Tugas yang Dikerjakan:
[A] Ubah paragraf dalam kutipan halaman yang diawali "Selama bekerja sejak November lalu" menjadi daftar poin singkat yang tetap memuat fakta utamanya.
[B] Untuk setiap pernyataan berikut, jawab ya atau tidak sesuai kutipan halaman, lalu kutip persis kata-kata yang menentukannya: (i) Penulis semula berniat napak tilas jalur pendakian gunung Rinjani. (ii) Penulis membawa tiga setel batik untuk mengajar. (iii) Lingkaran terdekat penulis bermaaf-maafan secara berlebihan.
━━━ Kutipan Halaman
Teluk Dalem, Lombok Utara. Alhamdulillah, tersampaikan juga niat saling meminta maaf dan bersilaturahmi di Hari Raya Idul Fitri 1 Syawal 1446 Hijriah. Meski bertepatan dengan akhir bulan dan April Mop yang umumnya dilakukan per 1 April, sirkel terdekat saya melaksanakan momen bermaaf-maafan ya sewajarnya. Layaknya masyarakat kebanyakan.
Lalu, setelah itu apa?
Juga momen lanjutan yang jamak terjadi. Kembali ke rutinitas, menyiapkan perbekalan. Rapikan berkas-berkas dokumen untuk pekerjaan administrasi. Perlengkapan belajar untuk yang masih bersekolah. Awalnya hendak sedikit napak tilas jalur-jalur pendakian gunung Rinjani, ternyata kalah oleh semangat bersih-bersih sebagian sudut rumah. Atau sempat tersambar ide, ingin decluttering isi lemari pakaian besar-besaran.
Mengapa?
Selama bekerja sejak November lalu, praktis saya hanya membawa set baju mengajar sesuai aturan sekolah. Dua setel batik, dua setel atasan putih dan baju bebas rapi di hari Jumat. Menghindari terlalu banyak barang, sekitar 7 setel baju saya padu padan saban pekan. Akhirnya, puluhan baju lainnya, relatif nganggur ya selama 6 bulan terakhir juga. Sigh...
━━━━━━
━━━ Baris Data
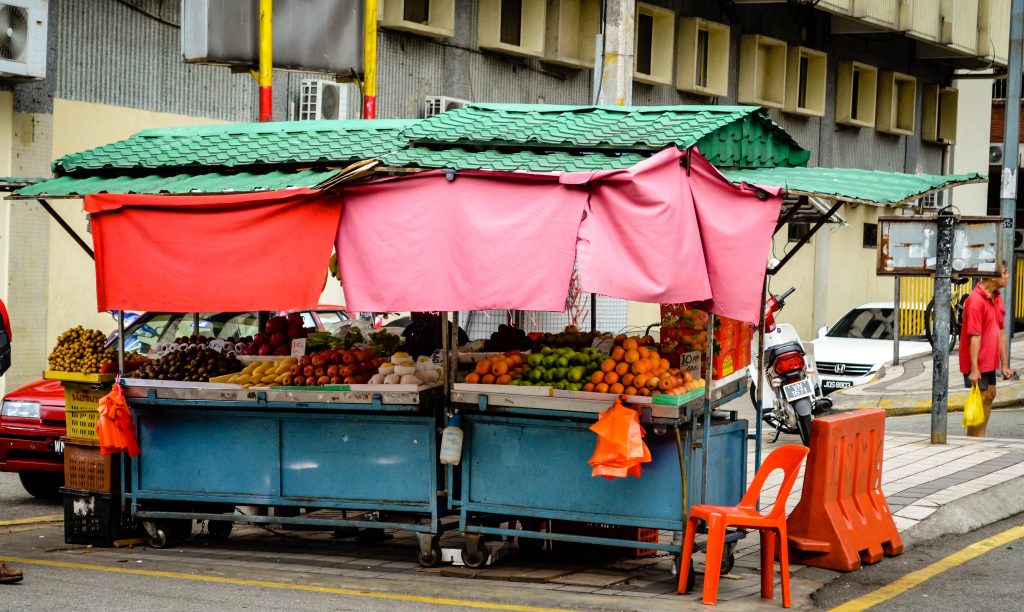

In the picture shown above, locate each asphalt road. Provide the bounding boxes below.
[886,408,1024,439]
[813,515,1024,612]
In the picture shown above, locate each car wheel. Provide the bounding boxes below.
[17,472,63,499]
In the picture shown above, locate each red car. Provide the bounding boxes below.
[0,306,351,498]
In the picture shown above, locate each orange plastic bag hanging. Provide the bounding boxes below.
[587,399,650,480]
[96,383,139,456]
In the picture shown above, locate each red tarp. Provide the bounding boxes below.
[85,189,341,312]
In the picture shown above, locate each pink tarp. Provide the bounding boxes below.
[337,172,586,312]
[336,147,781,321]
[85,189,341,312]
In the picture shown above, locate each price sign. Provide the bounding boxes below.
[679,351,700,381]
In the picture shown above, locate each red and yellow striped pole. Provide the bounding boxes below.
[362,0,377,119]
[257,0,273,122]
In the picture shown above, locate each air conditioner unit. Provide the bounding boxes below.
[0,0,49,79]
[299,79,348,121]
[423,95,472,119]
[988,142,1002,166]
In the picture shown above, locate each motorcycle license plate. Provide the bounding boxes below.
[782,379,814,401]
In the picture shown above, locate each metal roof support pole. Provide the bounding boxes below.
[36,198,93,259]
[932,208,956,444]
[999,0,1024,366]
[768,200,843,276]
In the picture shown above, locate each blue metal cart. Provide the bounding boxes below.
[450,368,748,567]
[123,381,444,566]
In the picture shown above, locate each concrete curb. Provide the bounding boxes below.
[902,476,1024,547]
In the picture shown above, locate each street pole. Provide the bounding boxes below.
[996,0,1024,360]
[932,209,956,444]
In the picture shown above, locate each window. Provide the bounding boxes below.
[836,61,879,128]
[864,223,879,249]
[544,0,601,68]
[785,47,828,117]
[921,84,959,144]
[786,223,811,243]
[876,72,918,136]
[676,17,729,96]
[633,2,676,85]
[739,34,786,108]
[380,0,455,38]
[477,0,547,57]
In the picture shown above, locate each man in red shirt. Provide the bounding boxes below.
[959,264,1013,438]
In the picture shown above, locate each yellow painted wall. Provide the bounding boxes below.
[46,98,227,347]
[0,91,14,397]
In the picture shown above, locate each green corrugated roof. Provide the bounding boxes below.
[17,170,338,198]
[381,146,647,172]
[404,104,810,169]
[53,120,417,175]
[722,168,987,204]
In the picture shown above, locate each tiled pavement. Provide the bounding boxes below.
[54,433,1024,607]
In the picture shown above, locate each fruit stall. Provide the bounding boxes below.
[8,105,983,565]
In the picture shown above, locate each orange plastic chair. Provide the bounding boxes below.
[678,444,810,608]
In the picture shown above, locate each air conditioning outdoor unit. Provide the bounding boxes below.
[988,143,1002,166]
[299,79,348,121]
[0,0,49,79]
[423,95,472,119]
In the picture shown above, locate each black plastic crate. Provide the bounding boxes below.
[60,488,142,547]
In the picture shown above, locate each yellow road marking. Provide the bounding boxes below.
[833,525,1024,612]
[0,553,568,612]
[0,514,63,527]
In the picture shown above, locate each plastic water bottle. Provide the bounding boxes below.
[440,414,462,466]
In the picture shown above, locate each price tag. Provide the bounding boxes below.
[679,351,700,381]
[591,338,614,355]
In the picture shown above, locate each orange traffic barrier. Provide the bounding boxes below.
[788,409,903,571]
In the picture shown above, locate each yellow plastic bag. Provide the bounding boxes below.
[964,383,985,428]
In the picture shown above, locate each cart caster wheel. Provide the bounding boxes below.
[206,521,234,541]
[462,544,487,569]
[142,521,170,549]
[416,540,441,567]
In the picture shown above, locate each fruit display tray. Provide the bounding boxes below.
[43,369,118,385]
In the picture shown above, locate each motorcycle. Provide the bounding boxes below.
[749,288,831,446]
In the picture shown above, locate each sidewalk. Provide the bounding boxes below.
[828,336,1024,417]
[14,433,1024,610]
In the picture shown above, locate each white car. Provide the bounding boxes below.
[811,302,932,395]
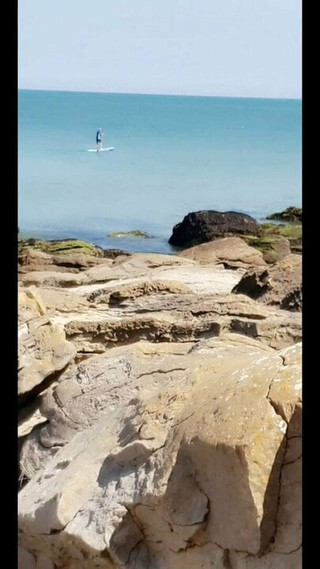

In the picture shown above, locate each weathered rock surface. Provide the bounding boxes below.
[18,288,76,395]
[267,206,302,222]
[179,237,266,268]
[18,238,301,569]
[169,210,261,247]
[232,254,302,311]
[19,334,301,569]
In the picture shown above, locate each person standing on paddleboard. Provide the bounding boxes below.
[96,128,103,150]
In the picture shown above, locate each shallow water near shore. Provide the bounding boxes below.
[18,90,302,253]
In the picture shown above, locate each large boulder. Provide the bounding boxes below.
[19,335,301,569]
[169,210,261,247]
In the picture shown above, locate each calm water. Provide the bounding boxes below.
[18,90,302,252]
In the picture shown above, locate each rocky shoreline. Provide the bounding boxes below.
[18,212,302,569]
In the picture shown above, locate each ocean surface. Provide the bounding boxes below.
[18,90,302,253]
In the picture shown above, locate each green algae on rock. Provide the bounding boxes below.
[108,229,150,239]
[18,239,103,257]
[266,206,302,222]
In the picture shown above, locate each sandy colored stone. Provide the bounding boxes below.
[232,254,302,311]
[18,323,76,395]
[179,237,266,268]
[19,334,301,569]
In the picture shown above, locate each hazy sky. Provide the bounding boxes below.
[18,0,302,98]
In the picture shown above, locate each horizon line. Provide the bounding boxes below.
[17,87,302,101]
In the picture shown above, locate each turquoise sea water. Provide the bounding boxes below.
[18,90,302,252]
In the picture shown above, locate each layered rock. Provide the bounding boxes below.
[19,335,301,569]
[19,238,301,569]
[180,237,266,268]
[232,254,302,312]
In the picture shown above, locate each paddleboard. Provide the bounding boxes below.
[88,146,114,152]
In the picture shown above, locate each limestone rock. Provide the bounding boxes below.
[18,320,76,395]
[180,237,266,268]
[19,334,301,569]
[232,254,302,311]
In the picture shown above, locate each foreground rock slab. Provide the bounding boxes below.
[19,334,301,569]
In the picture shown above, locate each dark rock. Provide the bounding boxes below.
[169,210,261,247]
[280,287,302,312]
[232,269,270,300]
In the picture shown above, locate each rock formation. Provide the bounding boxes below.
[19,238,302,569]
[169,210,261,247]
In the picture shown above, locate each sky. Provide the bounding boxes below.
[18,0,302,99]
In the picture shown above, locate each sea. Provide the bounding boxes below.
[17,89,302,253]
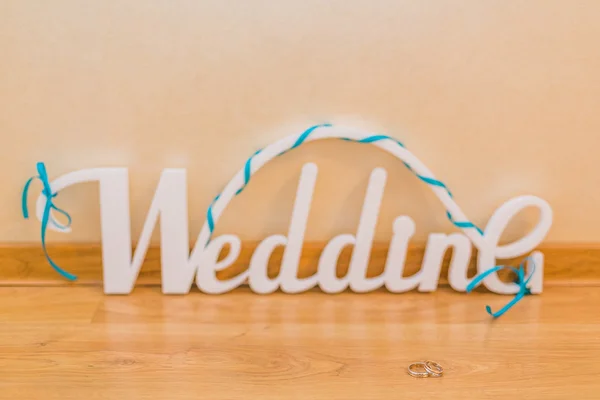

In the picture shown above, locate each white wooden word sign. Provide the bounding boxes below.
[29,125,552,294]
━━━━━━
Daftar Jawaban:
[A]
- Sejak mulai bekerja pada November, penulis praktis hanya membawa set baju mengajar sesuai aturan sekolah.
- Set itu terdiri atas dua setel batik, dua setel atasan putih, dan baju bebas rapi untuk hari Jumat.
- Agar tidak terlalu banyak barang, sekitar 7 setel baju dipadupadankan setiap pekan.
- Akibatnya, puluhan baju lain relatif menganggur selama 6 bulan terakhir.

[B]
(i) Ya: "Awalnya hendak sedikit napak tilas jalur-jalur pendakian gunung Rinjani"
(ii) Tidak: "Dua setel batik"
(iii) Tidak: "sirkel terdekat saya melaksanakan momen bermaaf-maafan ya sewajarnya"